**Extracted text:**
▬▬▬
I'd be more inclined to alias it to the Enumerable#include? myself.

In this case you change Array#===

you can also have a surprise with IO object

Guy Decoux


(Han Holl) #7

Kent Dahl wrote:

Han Holl wrote:

Yes, like a test for set membership. It seems
intuitive to me.

I’d be more inclined to alias it to the Enumerable#include? myself. That
is, unless someone does use Hash#=== for something as is. (Doesn’t it
just go up to Object#=== and degenerate into a == as it is now?)

I believe it does. My point is that Hash#=== doesn’t have a useful purpose
now, and I wanted to propose to have the above meaning.
I’m a bit nervous about aliasing operations on builtin classes.
What if some ruby extension has a brillant use for Hash#=== ?
▬▬▬
**Dataset excerpt:**
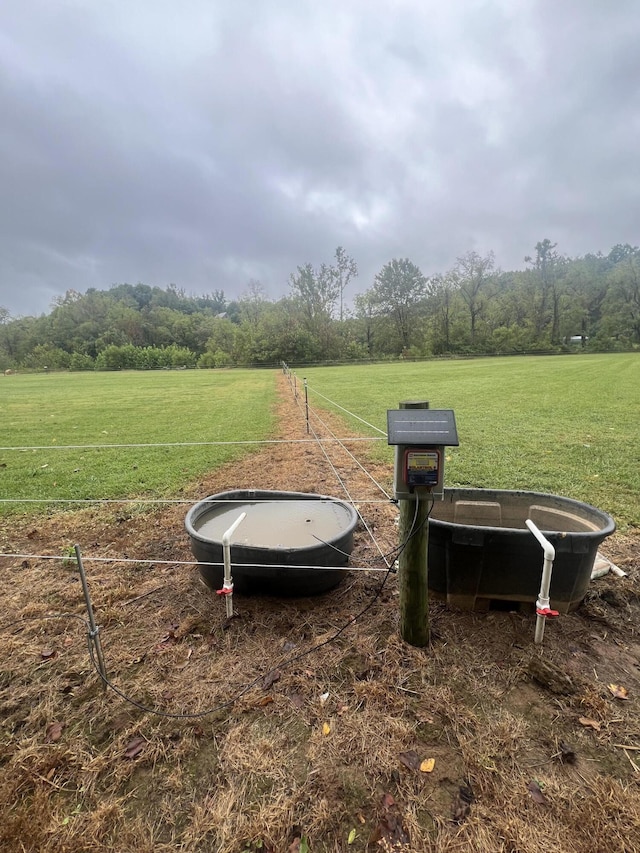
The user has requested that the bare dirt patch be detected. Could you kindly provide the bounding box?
[0,378,640,853]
▬▬▬
**Directives:**
• a. In the forum thread about Hash#===, which method does one writer say they would rather alias it to?
• b. Reproduce the passage of the Hash#=== thread between "I’d be more" and "it is now?)", inclusive.
• c. Continue the forum thread about Hash#=== from the point where it stops.
The data shown here comes from a separate source, unrelated to the forum thread about Hash#===.

**Answers below:**
• a. Enumerable#include?

• b.
I’d be more inclined to alias it to the Enumerable#include? myself. That
is, unless someone does use Hash#=== for something as is. (Doesn’t it
just go up to Object#=== and degenerate into a == as it is now?)

• c.
To be safe, I will have to unalias when I’m done.

Therefore I propose this as a default interpretation. My benchmarks were
just to show that it’s quite reasonable from a performance standpoint as
well.

Re-aliasing Enumerable#include? seems even scarier.

Cheers,

Han Holl


(ts) #8

I'd be more inclined to alias it to the Enumerable#include? myself.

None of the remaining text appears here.